─── Material for this task ───
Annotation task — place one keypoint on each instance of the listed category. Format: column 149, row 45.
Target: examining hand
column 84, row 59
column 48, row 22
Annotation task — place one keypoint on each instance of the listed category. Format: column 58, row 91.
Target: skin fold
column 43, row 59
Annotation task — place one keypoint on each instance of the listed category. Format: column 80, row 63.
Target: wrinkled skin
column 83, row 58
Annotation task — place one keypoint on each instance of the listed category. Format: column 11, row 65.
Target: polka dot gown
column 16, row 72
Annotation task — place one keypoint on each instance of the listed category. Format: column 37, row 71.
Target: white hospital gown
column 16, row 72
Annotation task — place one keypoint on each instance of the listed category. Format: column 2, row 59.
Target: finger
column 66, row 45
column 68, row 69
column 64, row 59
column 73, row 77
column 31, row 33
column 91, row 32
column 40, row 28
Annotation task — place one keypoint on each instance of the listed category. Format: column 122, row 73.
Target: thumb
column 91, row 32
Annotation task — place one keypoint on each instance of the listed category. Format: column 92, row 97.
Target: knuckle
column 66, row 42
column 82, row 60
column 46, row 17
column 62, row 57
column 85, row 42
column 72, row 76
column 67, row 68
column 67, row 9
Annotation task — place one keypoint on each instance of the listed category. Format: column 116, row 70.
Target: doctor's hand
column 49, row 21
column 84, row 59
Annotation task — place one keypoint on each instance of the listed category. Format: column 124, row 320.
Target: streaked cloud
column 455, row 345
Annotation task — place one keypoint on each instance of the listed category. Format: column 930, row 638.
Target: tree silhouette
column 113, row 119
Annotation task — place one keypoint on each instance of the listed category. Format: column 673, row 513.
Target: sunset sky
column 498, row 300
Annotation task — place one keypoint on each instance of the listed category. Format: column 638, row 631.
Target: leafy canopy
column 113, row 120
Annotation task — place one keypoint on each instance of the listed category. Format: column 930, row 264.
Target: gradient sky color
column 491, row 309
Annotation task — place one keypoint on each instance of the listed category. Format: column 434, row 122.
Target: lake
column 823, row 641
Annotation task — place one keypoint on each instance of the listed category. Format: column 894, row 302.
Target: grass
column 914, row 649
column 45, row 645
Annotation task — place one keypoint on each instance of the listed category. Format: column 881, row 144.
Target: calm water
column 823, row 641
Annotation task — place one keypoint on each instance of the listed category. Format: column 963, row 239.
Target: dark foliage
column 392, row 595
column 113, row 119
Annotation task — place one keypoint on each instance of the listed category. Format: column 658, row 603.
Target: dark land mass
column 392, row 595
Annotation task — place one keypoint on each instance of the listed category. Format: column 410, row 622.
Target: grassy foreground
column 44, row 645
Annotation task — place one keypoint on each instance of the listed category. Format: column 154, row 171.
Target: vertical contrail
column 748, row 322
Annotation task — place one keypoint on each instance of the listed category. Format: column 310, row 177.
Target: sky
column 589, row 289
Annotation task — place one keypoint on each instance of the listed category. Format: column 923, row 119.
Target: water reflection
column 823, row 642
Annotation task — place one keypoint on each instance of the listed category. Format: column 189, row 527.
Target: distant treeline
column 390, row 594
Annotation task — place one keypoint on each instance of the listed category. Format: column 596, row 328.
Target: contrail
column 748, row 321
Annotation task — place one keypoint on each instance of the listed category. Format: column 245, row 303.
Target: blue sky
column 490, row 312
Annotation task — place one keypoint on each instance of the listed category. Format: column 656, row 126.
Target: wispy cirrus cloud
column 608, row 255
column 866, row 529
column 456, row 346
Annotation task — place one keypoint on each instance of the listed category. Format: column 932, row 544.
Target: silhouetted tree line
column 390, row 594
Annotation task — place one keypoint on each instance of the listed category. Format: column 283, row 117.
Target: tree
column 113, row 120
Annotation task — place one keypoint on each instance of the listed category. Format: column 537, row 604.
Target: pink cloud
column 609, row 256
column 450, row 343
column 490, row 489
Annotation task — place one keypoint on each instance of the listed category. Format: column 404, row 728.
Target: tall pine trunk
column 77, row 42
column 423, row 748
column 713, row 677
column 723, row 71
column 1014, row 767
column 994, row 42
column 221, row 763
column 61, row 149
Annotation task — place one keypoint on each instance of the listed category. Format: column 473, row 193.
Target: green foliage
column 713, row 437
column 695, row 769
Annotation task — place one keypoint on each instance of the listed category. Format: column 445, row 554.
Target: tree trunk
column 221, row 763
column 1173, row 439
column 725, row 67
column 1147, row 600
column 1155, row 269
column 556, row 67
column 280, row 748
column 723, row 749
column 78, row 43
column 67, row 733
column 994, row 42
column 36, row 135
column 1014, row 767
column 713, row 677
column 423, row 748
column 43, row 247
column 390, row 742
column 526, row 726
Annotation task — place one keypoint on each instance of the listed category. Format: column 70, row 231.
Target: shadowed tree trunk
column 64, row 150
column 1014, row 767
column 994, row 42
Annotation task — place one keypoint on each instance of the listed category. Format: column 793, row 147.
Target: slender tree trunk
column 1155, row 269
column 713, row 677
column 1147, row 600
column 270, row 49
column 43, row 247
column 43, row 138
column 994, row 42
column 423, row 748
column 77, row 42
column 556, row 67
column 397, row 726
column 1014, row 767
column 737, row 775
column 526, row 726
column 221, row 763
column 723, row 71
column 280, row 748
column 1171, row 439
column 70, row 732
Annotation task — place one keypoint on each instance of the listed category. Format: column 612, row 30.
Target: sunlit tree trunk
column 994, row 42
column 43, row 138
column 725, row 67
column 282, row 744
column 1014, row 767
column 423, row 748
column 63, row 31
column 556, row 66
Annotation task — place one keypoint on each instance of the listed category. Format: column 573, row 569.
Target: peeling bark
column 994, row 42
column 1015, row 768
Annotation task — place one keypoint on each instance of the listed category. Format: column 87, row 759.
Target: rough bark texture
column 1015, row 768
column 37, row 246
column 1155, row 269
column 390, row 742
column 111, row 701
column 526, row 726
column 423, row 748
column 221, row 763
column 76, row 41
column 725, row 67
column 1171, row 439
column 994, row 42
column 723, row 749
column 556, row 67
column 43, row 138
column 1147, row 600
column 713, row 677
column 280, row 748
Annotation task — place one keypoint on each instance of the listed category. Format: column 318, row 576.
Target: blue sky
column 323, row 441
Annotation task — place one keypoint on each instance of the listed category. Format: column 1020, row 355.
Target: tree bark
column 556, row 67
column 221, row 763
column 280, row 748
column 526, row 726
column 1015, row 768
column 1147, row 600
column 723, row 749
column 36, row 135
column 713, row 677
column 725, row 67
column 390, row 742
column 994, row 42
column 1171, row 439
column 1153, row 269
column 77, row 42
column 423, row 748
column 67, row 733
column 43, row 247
───
* Short problem
Express every line above as a JSON list of strings, one string per line, with blank lines omitted.

* Answer in full
[
  "Annotation task — place one keypoint on each instance of the listed category. Format: column 149, row 45.",
  "Target: examining hand",
  "column 84, row 59",
  "column 48, row 22",
  "Annotation task — place one keypoint on each instance of the listed category. Format: column 58, row 91.",
  "Target: skin fold",
  "column 43, row 59",
  "Annotation task — place one keypoint on each instance of the listed category. Format: column 80, row 63.",
  "Target: wrinkled skin",
  "column 83, row 58",
  "Annotation task — place one keypoint on each instance of the listed category. Format: column 11, row 65.",
  "Target: polka dot gown",
  "column 16, row 72",
  "Annotation task — place one keypoint on each instance of the listed category. Format: column 37, row 71.",
  "Target: white hospital gown",
  "column 16, row 72",
  "Annotation task — place one keypoint on each instance of the listed category. Format: column 2, row 59.",
  "Target: finger",
  "column 66, row 45",
  "column 68, row 69",
  "column 64, row 59",
  "column 73, row 77",
  "column 31, row 33",
  "column 91, row 32",
  "column 40, row 28",
  "Annotation task — place one keypoint on each instance of the listed category. Format: column 122, row 73.",
  "Target: thumb",
  "column 91, row 32",
  "Annotation task — place one keypoint on each instance of the listed category. Format: column 92, row 97.",
  "Target: knuckle",
  "column 66, row 42",
  "column 82, row 60",
  "column 46, row 17",
  "column 62, row 57",
  "column 85, row 42",
  "column 72, row 76",
  "column 67, row 68",
  "column 67, row 9",
  "Annotation task — place one keypoint on each instance of the listed category. Format: column 116, row 70.",
  "Target: doctor's hand",
  "column 49, row 21",
  "column 84, row 59",
  "Annotation task — place one keypoint on each instance of the listed category. Format: column 124, row 320.",
  "Target: streaked cloud",
  "column 455, row 345",
  "Annotation task — place one keypoint on each instance of the listed category. Format: column 930, row 638.",
  "Target: tree silhouette",
  "column 113, row 119",
  "Annotation task — place one keypoint on each instance of the listed category. Format: column 673, row 513.",
  "Target: sunset sky",
  "column 498, row 300",
  "Annotation task — place one keypoint on each instance of the listed category. Format: column 638, row 631.",
  "Target: leafy canopy",
  "column 113, row 120",
  "Annotation task — place one keypoint on each instance of the listed category. Format: column 930, row 264.",
  "Target: gradient sky color",
  "column 491, row 309",
  "Annotation task — place one keypoint on each instance of the listed category. Format: column 434, row 122.",
  "Target: lake",
  "column 823, row 641",
  "Annotation task — place one keypoint on each instance of the listed category. Format: column 894, row 302.",
  "Target: grass",
  "column 914, row 649",
  "column 45, row 645",
  "Annotation task — place one keypoint on each instance of the listed category. Format: column 881, row 144.",
  "Target: calm water",
  "column 823, row 641",
  "Annotation task — place one keypoint on each instance of the listed category. Format: column 963, row 239.",
  "Target: dark foliage",
  "column 392, row 595",
  "column 113, row 119",
  "Annotation task — place one keypoint on each instance of the listed category. Format: column 658, row 603.",
  "Target: dark land mass",
  "column 392, row 595",
  "Annotation task — place one keypoint on each instance of the listed category. Format: column 410, row 622.",
  "Target: grassy foreground",
  "column 44, row 645",
  "Annotation task — place one keypoint on each instance of the listed category. Format: column 154, row 171.",
  "Target: vertical contrail",
  "column 748, row 322",
  "Annotation task — place one keypoint on each instance of the listed category. Format: column 310, row 177.",
  "Target: sky",
  "column 589, row 289",
  "Annotation task — place one keypoint on each instance of the listed category. Format: column 923, row 119.",
  "Target: water reflection",
  "column 823, row 642",
  "Annotation task — place one keypoint on each instance of the listed category. Format: column 189, row 527.",
  "Target: distant treeline",
  "column 390, row 594",
  "Annotation task — place one keypoint on each instance of the listed category. Format: column 596, row 328.",
  "Target: contrail",
  "column 748, row 321",
  "Annotation task — place one keypoint on each instance of the listed category. Format: column 245, row 303.",
  "Target: blue sky",
  "column 490, row 312",
  "Annotation task — place one keypoint on each instance of the listed category. Format: column 656, row 126.",
  "Target: wispy cirrus cloud",
  "column 608, row 255",
  "column 866, row 529",
  "column 456, row 346",
  "Annotation task — place one keypoint on each instance of the listed category. Format: column 932, row 544.",
  "Target: silhouetted tree line",
  "column 390, row 594",
  "Annotation task — place one keypoint on each instance of the listed category. Format: column 283, row 117.",
  "Target: tree",
  "column 113, row 120",
  "Annotation task — place one keypoint on each instance of the listed category. Format: column 537, row 604.",
  "Target: pink cloud",
  "column 609, row 256",
  "column 450, row 343",
  "column 490, row 489",
  "Annotation task — place one keypoint on each instance of the listed category. Format: column 404, row 728.",
  "Target: tall pine trunk",
  "column 77, row 42",
  "column 423, row 748",
  "column 713, row 677",
  "column 723, row 71",
  "column 1014, row 767",
  "column 994, row 42",
  "column 221, row 763",
  "column 61, row 149",
  "Annotation task — place one keypoint on each instance of the listed category. Format: column 473, row 193.",
  "Target: green foliage",
  "column 713, row 437",
  "column 695, row 769",
  "Annotation task — place one keypoint on each instance of the listed category. Format: column 445, row 554.",
  "Target: tree trunk",
  "column 221, row 763",
  "column 1173, row 439",
  "column 725, row 67",
  "column 1147, row 600",
  "column 1155, row 269",
  "column 556, row 67",
  "column 280, row 748",
  "column 723, row 749",
  "column 78, row 43",
  "column 67, row 733",
  "column 994, row 42",
  "column 36, row 135",
  "column 1014, row 767",
  "column 713, row 677",
  "column 423, row 748",
  "column 43, row 247",
  "column 390, row 742",
  "column 526, row 726",
  "Annotation task — place one keypoint on each instance of the listed category. Format: column 70, row 231.",
  "Target: shadowed tree trunk",
  "column 64, row 150",
  "column 1014, row 767",
  "column 994, row 42",
  "Annotation task — place one keypoint on each instance of the listed category. Format: column 793, row 147.",
  "Target: slender tree trunk",
  "column 1155, row 269",
  "column 713, row 677",
  "column 1147, row 600",
  "column 270, row 49",
  "column 43, row 247",
  "column 43, row 138",
  "column 994, row 42",
  "column 423, row 748",
  "column 77, row 42",
  "column 556, row 67",
  "column 397, row 726",
  "column 1014, row 767",
  "column 737, row 775",
  "column 526, row 726",
  "column 221, row 763",
  "column 723, row 71",
  "column 280, row 748",
  "column 1171, row 439",
  "column 70, row 732",
  "Annotation task — place one keypoint on each instance of the listed category. Format: column 612, row 30.",
  "Target: sunlit tree trunk",
  "column 994, row 42",
  "column 43, row 138",
  "column 725, row 67",
  "column 282, row 744",
  "column 1014, row 767",
  "column 423, row 748",
  "column 63, row 31",
  "column 556, row 66",
  "Annotation task — place one keypoint on each instance of the listed category. Format: column 573, row 569.",
  "Target: peeling bark",
  "column 994, row 42",
  "column 1015, row 768",
  "Annotation task — place one keypoint on each instance of the listed category. Format: column 87, row 759.",
  "Target: rough bark texture",
  "column 1015, row 768",
  "column 37, row 246",
  "column 1155, row 269",
  "column 390, row 742",
  "column 111, row 701",
  "column 526, row 726",
  "column 423, row 748",
  "column 221, row 763",
  "column 76, row 41",
  "column 725, row 67",
  "column 1171, row 439",
  "column 994, row 42",
  "column 723, row 749",
  "column 556, row 67",
  "column 43, row 138",
  "column 1147, row 600",
  "column 713, row 677",
  "column 280, row 748",
  "Annotation task — place one keypoint on each instance of the listed category. Format: column 318, row 576.",
  "Target: blue sky",
  "column 323, row 441",
  "Annotation task — place one keypoint on each instance of the listed category. Format: column 1020, row 355.",
  "Target: tree bark",
  "column 556, row 67",
  "column 221, row 763",
  "column 280, row 748",
  "column 526, row 726",
  "column 1015, row 768",
  "column 1147, row 600",
  "column 723, row 749",
  "column 36, row 135",
  "column 713, row 677",
  "column 725, row 67",
  "column 390, row 742",
  "column 994, row 42",
  "column 1171, row 439",
  "column 1153, row 269",
  "column 77, row 42",
  "column 423, row 748",
  "column 67, row 733",
  "column 43, row 247"
]